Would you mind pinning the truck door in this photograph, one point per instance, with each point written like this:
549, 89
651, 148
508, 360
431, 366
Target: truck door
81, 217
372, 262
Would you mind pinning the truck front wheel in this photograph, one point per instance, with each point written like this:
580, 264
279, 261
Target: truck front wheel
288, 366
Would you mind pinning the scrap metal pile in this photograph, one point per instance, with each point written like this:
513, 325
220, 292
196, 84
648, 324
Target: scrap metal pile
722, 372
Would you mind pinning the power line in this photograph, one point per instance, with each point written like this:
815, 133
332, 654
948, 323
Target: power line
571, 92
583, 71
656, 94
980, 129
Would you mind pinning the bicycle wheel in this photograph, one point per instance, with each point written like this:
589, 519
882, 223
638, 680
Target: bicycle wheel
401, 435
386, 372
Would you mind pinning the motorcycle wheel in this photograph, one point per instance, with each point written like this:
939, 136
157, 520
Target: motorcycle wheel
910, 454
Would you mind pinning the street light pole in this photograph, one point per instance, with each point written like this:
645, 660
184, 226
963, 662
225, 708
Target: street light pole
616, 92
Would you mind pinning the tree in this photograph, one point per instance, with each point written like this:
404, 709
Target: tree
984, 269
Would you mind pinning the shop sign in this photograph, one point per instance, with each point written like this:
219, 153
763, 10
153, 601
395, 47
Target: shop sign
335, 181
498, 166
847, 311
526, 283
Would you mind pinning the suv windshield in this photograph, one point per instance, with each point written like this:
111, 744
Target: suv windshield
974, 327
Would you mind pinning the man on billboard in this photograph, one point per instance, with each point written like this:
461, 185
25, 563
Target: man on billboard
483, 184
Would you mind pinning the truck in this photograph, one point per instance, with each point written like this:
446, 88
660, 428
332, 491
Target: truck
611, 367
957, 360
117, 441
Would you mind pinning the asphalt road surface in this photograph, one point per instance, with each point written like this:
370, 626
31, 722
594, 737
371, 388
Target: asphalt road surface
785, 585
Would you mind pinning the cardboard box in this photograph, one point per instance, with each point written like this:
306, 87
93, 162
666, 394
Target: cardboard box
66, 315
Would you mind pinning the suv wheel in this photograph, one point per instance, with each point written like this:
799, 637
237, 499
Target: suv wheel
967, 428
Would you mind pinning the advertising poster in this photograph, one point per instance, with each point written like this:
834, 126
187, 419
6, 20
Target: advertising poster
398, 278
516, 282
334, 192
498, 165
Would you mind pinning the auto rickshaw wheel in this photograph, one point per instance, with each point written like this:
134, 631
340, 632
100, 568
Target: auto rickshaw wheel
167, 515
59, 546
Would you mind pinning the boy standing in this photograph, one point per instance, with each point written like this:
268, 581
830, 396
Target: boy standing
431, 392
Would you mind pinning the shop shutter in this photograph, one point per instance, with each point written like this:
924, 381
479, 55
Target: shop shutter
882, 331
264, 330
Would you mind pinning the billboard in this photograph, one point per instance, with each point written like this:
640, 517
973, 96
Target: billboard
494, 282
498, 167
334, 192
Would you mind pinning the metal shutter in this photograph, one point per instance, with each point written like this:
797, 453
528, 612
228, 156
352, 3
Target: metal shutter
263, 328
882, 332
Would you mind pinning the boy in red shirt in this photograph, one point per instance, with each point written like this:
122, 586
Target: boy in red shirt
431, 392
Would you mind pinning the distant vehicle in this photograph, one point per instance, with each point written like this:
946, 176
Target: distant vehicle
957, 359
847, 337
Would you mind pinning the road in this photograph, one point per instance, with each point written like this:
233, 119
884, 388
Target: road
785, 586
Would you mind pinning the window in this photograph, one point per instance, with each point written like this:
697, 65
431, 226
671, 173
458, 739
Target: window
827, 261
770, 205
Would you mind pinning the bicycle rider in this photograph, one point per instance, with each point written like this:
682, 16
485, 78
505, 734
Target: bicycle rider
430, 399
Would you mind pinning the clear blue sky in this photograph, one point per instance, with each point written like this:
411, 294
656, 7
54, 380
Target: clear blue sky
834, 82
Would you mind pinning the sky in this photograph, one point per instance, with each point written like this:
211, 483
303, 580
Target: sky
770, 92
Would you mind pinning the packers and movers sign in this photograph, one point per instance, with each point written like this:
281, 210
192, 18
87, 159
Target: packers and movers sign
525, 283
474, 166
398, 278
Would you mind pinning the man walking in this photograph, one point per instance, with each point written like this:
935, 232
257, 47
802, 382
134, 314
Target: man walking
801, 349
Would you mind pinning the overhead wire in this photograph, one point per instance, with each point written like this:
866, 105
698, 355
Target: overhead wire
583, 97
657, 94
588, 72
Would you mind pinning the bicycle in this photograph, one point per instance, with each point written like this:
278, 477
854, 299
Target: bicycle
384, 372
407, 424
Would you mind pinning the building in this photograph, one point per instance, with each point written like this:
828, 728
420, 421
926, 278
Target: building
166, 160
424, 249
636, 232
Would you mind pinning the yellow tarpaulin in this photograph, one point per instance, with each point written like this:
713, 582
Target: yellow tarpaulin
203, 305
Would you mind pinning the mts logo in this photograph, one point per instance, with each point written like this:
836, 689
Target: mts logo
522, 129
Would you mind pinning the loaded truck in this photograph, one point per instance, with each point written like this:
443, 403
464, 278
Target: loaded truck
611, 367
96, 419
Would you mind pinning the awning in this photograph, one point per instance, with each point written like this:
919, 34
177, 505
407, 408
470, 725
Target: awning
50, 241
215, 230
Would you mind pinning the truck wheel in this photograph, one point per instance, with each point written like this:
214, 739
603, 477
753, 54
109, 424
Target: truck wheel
------------------------
WHAT YOU HAVE TO DO — A complete, exact copy of the material is the expected answer.

REPLY TO THE EXERCISE —
Would you mind pinning the truck door in this photograph, one point per instance, with each point written like this:
549, 89
651, 148
508, 360
431, 366
Target: truck door
81, 217
372, 262
Would you mind pinning the truck front wheel in this photograph, one point per instance, with each point written like this:
580, 264
279, 261
Target: truck front wheel
288, 366
Would you mind pinning the scrap metal pile in this photograph, one point per instance, with each point written like this:
513, 325
220, 292
196, 84
648, 324
Target: scrap metal pile
722, 372
Would you mind pinning the power line in this photograph, one point per instance, with each point written like this:
815, 133
332, 654
948, 323
Target: power line
571, 92
583, 71
656, 94
980, 129
Would you mind pinning the bicycle wheel in this photograph, one point per instance, with each point written like this:
589, 519
882, 223
638, 680
Target: bicycle wheel
401, 435
386, 372
Would you mind pinning the motorcycle wheel in this photograph, one point per instance, with each point written like this:
939, 136
157, 520
Target: motorcycle wheel
910, 454
Would you mind pinning the street light pole in this photograph, one point per instance, with each point written like this:
645, 660
184, 226
963, 662
225, 708
Target: street light pole
616, 92
Would you mind pinning the tree in this photograph, one point per instance, with each point written like this:
404, 709
Target: tree
984, 269
Would you mind pinning the shop sign in this photograph, one point per instance, with each point written like this:
219, 153
763, 10
153, 601
395, 47
Target: shop sign
335, 181
498, 166
847, 311
526, 283
Would you mind pinning the suv windshield in this photograph, one point per instance, with each point written like this:
111, 744
Target: suv windshield
974, 327
Would you mind pinning the man on billboard in this photograph, one point per instance, with each point written like this:
461, 185
25, 563
Target: man on billboard
483, 184
Would you mind pinning the truck in this photograph, one point per instance, with each point written like this:
446, 88
660, 428
332, 491
Target: truck
611, 367
957, 360
117, 441
Would you mind pinning the asphalt road surface in this photograph, one point per instance, with each point written like this:
370, 626
31, 722
594, 737
371, 388
Target: asphalt road surface
785, 585
Would you mind pinning the cardboard box in this photograph, one point per instance, with each point written like this:
306, 87
93, 162
666, 394
Target: cardboard box
66, 315
Would you mind pinning the suv wheel in this photograph, one point per instance, with each point written like this:
799, 637
237, 499
Target: suv wheel
967, 428
Would you mind pinning the advertising poster in this photograph, one point per instance, with each point written like this:
834, 126
187, 419
6, 20
Target: advertising poster
398, 278
516, 282
334, 192
498, 165
Would you mind pinning the auto rickshaw wheel in this photograph, one point per instance, with each point written like this:
134, 631
340, 632
100, 568
Target: auto rickshaw wheel
167, 515
59, 546
Would you mind pinning the boy standing in this photograph, one point per instance, with each point written like this:
268, 581
830, 396
Target: boy standing
431, 392
Would you mind pinning the shop shutter in this photograph, one point per instance, with each point written like this:
924, 381
479, 55
Target: shop shutter
882, 331
264, 330
Would you mind pinning the billboard in this photograph, one point per instance, with each point written like this:
640, 517
973, 96
Target: billboard
494, 282
498, 167
334, 192
Would you mind pinning the metal shutter in this photograph, one point per instance, with each point written like this:
797, 453
528, 612
228, 156
352, 3
Target: metal shutter
263, 328
882, 332
Would you mind pinning the boy in red shirt in this photograph, one point per instance, with each point written like this:
122, 586
Target: boy in red shirt
431, 392
Would you mind pinning the distant vehicle in this photograph, one point per instance, with each point written like this:
946, 176
Target: distant vehicle
957, 359
847, 337
Would you mind pinning the road in this photograph, one point per instance, with each point written like this:
233, 119
884, 388
Target: road
785, 586
Would you mind pinning the window in this photograph, one point per instance, with each point written like this:
697, 65
431, 226
671, 173
458, 739
Target: window
827, 261
770, 205
Would you mind pinning the bicycle rider in this photograph, one point per instance, with each point written like this:
682, 16
485, 78
505, 734
Target: bicycle rider
430, 399
Would you mind pinning the clear blue sky in this photograph, one point per instance, with each point written like this:
411, 294
656, 7
54, 380
Target: clear blue sky
834, 82
Would you mind pinning the sky in this photograph, one point per instance, with each point written like this:
211, 483
303, 580
Target: sky
770, 92
Would you mind pinning the packers and movers sign in this photograph, one point per instance, with each point written like this:
281, 210
192, 18
87, 159
Target: packers and movers sign
525, 283
474, 166
398, 278
Would you mind pinning the man walking in this photograph, one point per instance, with each point written like this:
935, 232
257, 47
802, 382
134, 314
Target: man walking
801, 349
Would you mind pinning the overhead wire in this photograph, one point per instance, with each point written like this:
866, 105
698, 355
Target: overhead wire
583, 97
657, 94
588, 72
Would you mind pinning the bicycle in this photograph, one point per instance, with each point written like this:
278, 477
854, 299
Target: bicycle
384, 372
407, 424
Would you mind pinning the building in this photograph, one point per instance, with each point written like this:
828, 728
420, 421
926, 278
Target: building
166, 160
424, 249
636, 232
Would you mind pinning the yellow tarpaulin in this photograph, one point per instance, with each point written like this:
713, 582
Target: yellow tarpaulin
203, 305
Would you mind pinning the mts logo in this photograph, one point per instance, with each point written like this:
836, 689
Target: mts logo
522, 129
Would you mind pinning the loaded truck in this photograph, one point per instance, with each point written like this:
443, 403
464, 278
Target: loaded truck
611, 367
96, 419
Would you mind pinning the awning in this photograph, one point per instance, with each point written like this:
919, 34
177, 505
407, 408
470, 725
Target: awning
50, 241
215, 230
Would you mind pinning the truck wheel in this photograph, one point per instance, with each point written like this:
214, 739
603, 477
753, 54
109, 424
Target: truck wheel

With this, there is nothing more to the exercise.